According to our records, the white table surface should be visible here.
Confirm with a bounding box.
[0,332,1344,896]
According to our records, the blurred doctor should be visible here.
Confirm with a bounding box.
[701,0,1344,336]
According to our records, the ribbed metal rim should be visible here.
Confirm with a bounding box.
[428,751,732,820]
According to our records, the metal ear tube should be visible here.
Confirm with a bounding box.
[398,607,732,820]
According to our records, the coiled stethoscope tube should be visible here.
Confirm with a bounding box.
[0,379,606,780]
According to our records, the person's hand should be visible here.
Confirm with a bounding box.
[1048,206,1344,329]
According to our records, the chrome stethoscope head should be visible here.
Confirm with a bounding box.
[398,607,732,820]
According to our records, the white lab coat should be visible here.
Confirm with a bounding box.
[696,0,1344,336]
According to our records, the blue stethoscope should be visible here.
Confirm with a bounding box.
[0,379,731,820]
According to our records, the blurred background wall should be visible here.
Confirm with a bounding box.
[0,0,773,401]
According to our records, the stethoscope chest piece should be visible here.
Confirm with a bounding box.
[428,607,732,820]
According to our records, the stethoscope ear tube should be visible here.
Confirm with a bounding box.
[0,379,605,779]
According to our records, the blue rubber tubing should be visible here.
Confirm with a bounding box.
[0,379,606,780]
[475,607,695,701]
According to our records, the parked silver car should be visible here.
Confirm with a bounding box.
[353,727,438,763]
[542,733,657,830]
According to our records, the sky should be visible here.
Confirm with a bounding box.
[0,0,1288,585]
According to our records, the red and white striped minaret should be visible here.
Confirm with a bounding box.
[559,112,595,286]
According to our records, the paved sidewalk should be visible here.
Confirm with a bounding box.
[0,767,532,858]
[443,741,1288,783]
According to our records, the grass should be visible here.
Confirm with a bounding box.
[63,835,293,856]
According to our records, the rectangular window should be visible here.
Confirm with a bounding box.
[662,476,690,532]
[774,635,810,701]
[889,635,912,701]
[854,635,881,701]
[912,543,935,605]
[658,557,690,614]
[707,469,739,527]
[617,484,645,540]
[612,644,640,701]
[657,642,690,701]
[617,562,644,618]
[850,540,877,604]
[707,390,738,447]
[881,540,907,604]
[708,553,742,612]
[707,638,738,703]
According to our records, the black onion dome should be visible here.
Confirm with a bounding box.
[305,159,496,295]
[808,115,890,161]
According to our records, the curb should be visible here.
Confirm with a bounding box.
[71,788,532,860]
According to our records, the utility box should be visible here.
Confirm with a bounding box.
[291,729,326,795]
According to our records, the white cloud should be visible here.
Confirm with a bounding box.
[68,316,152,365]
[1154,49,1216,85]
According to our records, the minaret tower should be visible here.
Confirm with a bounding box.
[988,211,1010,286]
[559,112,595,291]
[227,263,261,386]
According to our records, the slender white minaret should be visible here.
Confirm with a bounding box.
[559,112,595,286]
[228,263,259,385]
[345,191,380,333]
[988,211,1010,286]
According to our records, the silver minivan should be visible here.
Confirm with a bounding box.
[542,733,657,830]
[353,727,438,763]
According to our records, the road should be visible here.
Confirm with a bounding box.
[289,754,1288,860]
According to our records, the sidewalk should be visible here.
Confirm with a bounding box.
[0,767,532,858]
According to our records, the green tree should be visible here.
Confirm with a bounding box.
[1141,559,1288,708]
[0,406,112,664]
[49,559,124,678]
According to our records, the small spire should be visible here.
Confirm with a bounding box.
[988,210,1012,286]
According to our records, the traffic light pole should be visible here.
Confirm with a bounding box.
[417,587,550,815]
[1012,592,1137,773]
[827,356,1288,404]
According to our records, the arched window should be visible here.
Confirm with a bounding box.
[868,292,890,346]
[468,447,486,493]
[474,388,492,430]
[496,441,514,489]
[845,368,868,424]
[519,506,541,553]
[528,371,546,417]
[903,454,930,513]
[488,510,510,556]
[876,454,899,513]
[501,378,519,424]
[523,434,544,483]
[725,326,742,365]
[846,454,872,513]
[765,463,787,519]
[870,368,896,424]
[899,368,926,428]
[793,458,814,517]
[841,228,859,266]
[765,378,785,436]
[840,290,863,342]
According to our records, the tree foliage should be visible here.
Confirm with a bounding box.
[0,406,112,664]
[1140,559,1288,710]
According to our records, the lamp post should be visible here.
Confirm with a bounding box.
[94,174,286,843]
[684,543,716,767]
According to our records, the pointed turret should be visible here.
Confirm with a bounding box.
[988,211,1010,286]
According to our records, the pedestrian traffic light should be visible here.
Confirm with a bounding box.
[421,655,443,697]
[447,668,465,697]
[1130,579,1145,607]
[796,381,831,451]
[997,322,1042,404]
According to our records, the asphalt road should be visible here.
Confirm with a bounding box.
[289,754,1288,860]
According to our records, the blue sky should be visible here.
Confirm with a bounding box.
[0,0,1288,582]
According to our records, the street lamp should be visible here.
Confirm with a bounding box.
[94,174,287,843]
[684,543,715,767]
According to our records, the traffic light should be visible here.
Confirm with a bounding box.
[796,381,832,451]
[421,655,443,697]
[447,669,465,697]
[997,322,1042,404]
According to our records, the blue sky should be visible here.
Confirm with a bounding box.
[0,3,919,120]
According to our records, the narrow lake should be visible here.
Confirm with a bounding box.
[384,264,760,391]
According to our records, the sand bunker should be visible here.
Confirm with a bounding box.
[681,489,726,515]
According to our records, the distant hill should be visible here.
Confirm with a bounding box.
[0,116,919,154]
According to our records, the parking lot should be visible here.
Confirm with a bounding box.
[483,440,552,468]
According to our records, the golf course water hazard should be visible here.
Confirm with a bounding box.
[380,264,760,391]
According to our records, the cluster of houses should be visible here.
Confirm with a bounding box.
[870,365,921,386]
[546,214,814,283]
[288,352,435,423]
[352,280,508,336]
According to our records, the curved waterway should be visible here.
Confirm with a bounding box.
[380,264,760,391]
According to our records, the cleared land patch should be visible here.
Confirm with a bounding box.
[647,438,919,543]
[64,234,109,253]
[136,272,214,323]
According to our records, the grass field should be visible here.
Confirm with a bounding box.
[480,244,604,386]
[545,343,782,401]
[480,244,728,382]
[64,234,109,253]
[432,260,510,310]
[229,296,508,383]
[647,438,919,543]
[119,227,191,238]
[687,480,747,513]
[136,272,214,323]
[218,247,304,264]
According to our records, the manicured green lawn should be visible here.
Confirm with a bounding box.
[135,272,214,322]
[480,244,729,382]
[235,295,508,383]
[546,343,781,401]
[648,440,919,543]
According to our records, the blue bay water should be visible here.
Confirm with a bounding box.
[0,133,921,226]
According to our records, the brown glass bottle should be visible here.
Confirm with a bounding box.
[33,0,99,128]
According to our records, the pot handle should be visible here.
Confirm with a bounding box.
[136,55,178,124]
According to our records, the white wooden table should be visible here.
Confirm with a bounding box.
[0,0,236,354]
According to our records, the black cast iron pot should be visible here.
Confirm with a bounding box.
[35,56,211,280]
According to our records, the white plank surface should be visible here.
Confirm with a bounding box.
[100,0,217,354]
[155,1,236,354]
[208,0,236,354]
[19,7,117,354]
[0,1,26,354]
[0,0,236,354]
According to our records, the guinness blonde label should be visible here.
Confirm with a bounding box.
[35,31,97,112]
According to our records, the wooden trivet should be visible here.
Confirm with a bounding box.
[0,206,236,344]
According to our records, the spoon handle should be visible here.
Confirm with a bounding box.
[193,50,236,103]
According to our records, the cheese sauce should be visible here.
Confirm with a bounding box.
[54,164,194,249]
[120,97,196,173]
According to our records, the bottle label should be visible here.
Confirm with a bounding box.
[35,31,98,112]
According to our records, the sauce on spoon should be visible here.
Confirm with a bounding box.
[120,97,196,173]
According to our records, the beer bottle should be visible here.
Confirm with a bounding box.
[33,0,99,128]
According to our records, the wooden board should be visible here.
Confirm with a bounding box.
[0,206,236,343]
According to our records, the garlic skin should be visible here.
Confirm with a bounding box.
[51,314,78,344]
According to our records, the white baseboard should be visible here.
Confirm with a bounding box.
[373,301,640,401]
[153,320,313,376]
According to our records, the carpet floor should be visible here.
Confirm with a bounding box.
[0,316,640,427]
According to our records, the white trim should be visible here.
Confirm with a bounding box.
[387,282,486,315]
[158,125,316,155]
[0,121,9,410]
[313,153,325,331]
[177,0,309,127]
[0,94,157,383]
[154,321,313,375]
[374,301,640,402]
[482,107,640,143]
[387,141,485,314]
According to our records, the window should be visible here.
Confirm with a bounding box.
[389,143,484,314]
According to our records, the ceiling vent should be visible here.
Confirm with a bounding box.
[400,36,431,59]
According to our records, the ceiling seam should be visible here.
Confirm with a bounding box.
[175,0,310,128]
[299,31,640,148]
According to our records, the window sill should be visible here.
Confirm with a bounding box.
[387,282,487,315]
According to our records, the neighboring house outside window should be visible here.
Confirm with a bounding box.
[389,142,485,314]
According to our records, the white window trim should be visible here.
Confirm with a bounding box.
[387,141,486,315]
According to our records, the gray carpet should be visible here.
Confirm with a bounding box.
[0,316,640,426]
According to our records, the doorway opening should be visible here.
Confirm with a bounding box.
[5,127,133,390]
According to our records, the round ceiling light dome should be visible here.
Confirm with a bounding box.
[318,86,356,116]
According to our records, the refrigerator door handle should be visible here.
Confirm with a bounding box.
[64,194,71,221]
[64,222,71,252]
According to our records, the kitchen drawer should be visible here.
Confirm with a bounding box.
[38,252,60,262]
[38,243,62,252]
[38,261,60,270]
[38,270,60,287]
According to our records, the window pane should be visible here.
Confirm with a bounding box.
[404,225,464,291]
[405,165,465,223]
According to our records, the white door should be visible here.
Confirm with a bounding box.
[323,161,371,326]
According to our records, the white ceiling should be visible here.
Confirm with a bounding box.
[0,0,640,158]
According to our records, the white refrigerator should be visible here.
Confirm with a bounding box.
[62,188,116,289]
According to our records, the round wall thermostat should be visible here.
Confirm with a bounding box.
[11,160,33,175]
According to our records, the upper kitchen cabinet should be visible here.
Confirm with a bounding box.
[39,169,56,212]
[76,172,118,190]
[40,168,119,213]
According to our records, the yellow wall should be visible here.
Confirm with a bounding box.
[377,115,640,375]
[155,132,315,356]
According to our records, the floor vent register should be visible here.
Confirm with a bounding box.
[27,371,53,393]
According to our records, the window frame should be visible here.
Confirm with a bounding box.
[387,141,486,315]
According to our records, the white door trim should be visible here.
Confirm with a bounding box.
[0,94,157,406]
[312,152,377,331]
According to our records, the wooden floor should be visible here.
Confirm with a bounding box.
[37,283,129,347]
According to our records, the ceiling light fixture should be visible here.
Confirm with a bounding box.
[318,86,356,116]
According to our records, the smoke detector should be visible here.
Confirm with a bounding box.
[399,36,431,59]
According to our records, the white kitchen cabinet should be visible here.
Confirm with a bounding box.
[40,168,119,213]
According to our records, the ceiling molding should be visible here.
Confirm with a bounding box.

**GOAL**.
Arrange everything from the line containing "According to our records, the ceiling molding" down to the end of the rows as a JSON list of strings, one string per line, with blank lines left out.

**TASK OUTPUT**.
[
  "According to our records, the ceiling molding should be visible here.",
  "Confirm with a bounding box."
]